* TASK GOAL: Restate word for word only the lines running from the one with "Can you find the woman's face?" to the end of the data, both ends included. Omit any pictures.
BEGIN ENTRIES SHOWN
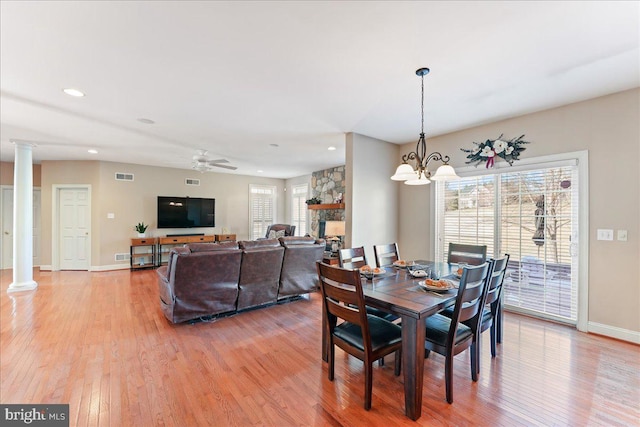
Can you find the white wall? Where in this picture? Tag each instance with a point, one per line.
(132, 202)
(372, 198)
(288, 185)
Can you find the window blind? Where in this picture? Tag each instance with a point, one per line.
(299, 208)
(531, 214)
(262, 210)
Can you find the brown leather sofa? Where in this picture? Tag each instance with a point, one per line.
(259, 272)
(199, 280)
(207, 279)
(299, 274)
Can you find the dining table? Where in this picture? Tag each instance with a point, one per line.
(396, 291)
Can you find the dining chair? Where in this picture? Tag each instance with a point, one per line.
(492, 308)
(471, 254)
(450, 336)
(492, 313)
(351, 258)
(360, 334)
(354, 258)
(386, 254)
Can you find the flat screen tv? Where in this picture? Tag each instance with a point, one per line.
(186, 212)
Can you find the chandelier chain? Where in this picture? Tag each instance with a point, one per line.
(422, 103)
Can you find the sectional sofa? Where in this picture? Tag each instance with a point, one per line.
(207, 279)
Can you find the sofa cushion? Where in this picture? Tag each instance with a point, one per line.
(207, 247)
(299, 240)
(257, 244)
(273, 234)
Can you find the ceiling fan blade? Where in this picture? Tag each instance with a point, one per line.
(223, 166)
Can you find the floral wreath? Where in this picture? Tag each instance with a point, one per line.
(488, 150)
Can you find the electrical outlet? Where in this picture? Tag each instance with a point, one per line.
(605, 234)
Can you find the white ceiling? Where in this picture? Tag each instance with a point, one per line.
(235, 77)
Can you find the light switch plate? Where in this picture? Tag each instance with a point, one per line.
(605, 234)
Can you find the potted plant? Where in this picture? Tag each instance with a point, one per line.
(141, 227)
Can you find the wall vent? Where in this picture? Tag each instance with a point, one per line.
(123, 257)
(122, 176)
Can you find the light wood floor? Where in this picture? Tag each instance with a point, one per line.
(99, 342)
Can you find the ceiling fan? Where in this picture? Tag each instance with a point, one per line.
(203, 164)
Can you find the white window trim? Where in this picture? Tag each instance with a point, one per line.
(306, 185)
(275, 203)
(581, 158)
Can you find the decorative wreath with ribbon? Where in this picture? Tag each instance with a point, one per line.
(487, 151)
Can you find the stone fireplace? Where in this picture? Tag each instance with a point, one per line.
(327, 185)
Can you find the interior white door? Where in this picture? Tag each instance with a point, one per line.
(7, 227)
(74, 227)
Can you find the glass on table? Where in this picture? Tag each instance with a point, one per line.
(460, 269)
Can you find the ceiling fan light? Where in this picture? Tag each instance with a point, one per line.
(445, 173)
(404, 172)
(422, 180)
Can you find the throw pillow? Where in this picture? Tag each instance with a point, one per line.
(275, 234)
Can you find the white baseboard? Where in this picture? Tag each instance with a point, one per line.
(109, 267)
(94, 267)
(614, 332)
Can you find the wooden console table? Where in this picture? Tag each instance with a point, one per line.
(142, 253)
(225, 237)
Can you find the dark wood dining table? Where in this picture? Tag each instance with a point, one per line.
(397, 292)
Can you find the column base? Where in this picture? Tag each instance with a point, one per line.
(22, 286)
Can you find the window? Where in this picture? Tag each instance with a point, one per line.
(262, 209)
(530, 214)
(299, 208)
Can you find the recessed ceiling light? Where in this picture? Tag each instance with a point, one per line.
(73, 92)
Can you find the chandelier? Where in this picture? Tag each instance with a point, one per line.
(420, 175)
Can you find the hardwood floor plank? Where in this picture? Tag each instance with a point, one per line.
(100, 342)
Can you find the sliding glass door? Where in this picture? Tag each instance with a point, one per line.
(533, 216)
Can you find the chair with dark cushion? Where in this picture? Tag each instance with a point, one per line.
(492, 311)
(354, 258)
(492, 314)
(259, 272)
(471, 254)
(450, 336)
(360, 334)
(386, 254)
(280, 230)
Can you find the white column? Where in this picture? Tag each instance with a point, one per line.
(23, 220)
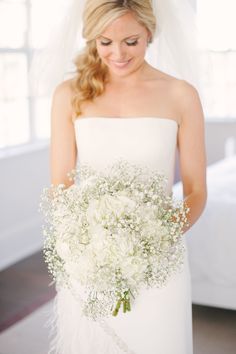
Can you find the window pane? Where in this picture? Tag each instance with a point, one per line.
(219, 84)
(42, 117)
(13, 22)
(217, 24)
(50, 13)
(14, 122)
(13, 73)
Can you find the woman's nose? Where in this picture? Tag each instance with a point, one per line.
(118, 51)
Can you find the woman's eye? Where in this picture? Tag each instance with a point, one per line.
(105, 43)
(132, 43)
(128, 43)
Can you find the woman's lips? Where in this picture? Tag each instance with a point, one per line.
(120, 64)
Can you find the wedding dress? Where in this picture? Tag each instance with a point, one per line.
(160, 320)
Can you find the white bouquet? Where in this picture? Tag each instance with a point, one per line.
(113, 232)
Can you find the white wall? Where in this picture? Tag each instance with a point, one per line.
(22, 178)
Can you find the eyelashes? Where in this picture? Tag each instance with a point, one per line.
(128, 43)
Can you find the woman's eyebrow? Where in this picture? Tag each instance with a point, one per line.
(134, 35)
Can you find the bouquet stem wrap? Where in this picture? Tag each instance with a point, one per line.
(113, 233)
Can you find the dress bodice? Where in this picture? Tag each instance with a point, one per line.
(147, 141)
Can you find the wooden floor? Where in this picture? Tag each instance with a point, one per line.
(25, 302)
(23, 288)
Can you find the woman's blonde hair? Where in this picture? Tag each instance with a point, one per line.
(91, 72)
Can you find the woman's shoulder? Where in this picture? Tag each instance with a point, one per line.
(65, 88)
(63, 94)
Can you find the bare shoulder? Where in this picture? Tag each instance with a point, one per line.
(64, 89)
(188, 99)
(62, 98)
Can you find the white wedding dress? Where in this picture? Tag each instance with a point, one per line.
(160, 320)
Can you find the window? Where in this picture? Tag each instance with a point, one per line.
(26, 120)
(217, 39)
(23, 119)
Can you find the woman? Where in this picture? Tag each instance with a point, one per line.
(120, 106)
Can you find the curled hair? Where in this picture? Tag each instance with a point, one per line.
(91, 72)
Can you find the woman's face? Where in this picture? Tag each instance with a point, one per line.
(122, 45)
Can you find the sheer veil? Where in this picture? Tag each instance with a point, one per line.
(174, 49)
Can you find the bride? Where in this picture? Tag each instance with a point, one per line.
(117, 104)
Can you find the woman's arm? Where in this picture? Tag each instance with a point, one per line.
(63, 150)
(192, 152)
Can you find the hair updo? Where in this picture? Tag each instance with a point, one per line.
(91, 72)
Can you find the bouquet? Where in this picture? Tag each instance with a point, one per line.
(113, 232)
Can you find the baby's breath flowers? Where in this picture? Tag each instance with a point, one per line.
(113, 232)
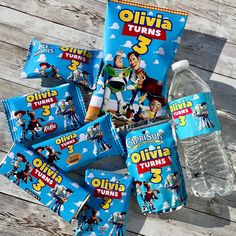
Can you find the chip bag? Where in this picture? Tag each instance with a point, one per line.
(60, 62)
(154, 164)
(107, 210)
(140, 42)
(46, 113)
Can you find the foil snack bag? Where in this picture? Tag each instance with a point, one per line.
(60, 62)
(78, 148)
(44, 182)
(154, 164)
(106, 212)
(140, 42)
(45, 113)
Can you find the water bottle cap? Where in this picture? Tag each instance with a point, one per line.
(180, 66)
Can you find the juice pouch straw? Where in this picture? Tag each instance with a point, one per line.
(154, 164)
(106, 212)
(140, 42)
(44, 114)
(44, 182)
(60, 62)
(78, 148)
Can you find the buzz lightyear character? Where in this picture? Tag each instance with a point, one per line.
(57, 191)
(115, 82)
(172, 183)
(62, 109)
(75, 76)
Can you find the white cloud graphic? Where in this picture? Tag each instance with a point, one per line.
(82, 137)
(160, 51)
(74, 184)
(100, 55)
(114, 26)
(109, 57)
(178, 40)
(96, 66)
(91, 175)
(23, 75)
(11, 155)
(112, 36)
(50, 118)
(41, 58)
(128, 44)
(113, 179)
(143, 64)
(195, 97)
(78, 204)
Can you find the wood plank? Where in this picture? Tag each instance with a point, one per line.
(25, 27)
(202, 50)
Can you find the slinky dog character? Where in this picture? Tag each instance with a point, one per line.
(23, 175)
(34, 123)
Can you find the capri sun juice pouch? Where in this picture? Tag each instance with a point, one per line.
(140, 42)
(61, 62)
(154, 164)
END ENTRIES SHOWN
* SOLUTION TO THIS PROBLEM:
Can you find the woman's face? Where in this picture? Tag each instance with a point, one per line.
(122, 45)
Can you find the sheer veil? Where in this picture? Tag each instance with a point, one per line.
(174, 49)
Can you find the bride? Where in this picture? Tag each instance with a point, one per line.
(117, 104)
Can you find the woman's arm? Where in this picture? Tag each instance with a point, one per line.
(63, 150)
(192, 152)
Can you find the hair updo? Where in this picture? Tag each instance with a point, one per line.
(91, 72)
Can you find the bouquet? Where in this picture? Tag each instance with a point, one per line.
(113, 232)
Can you find the baby's breath flowers? Where in this picture? Tag each instance with a point, one per line.
(113, 232)
Can you find the chip bag? Where in this picture? Tag each instance with a point, one per line.
(60, 62)
(154, 164)
(107, 210)
(140, 42)
(46, 113)
Can you find the foil snack bag? Where in this picture? Tag each instance with a point, one per line.
(60, 62)
(78, 148)
(44, 182)
(154, 164)
(106, 212)
(140, 42)
(45, 113)
Can you find the water bottle cap? Where in this picture? Tag each instance with a point, one per line.
(180, 66)
Can you find the juice pouch straw? Where in this picture? Tag each instance with a point, one per line.
(154, 164)
(106, 212)
(140, 42)
(44, 114)
(44, 182)
(60, 62)
(78, 148)
Can you find the buzz lightyear character? Where in this picture? Tag each instance with a point, one per line.
(57, 191)
(115, 82)
(172, 183)
(62, 109)
(75, 76)
Can you find the white cloud graphic? Where in this picture? Tag each instance with a point, one per line.
(82, 137)
(160, 51)
(74, 184)
(100, 55)
(114, 26)
(109, 57)
(178, 40)
(96, 66)
(91, 175)
(23, 75)
(11, 155)
(112, 36)
(50, 118)
(41, 58)
(128, 44)
(113, 179)
(143, 64)
(195, 97)
(78, 204)
Can you find the wood plank? Where in this picture? Tag each instance with a point, one per line.
(25, 27)
(202, 50)
Can you find the slinky dog character? Where in this picture? Tag each instance with a point, one per line.
(23, 175)
(34, 123)
Can you find the capri sun juice pouch? Where in this picture? Tag each instance with a point, one per line.
(140, 42)
(61, 62)
(154, 164)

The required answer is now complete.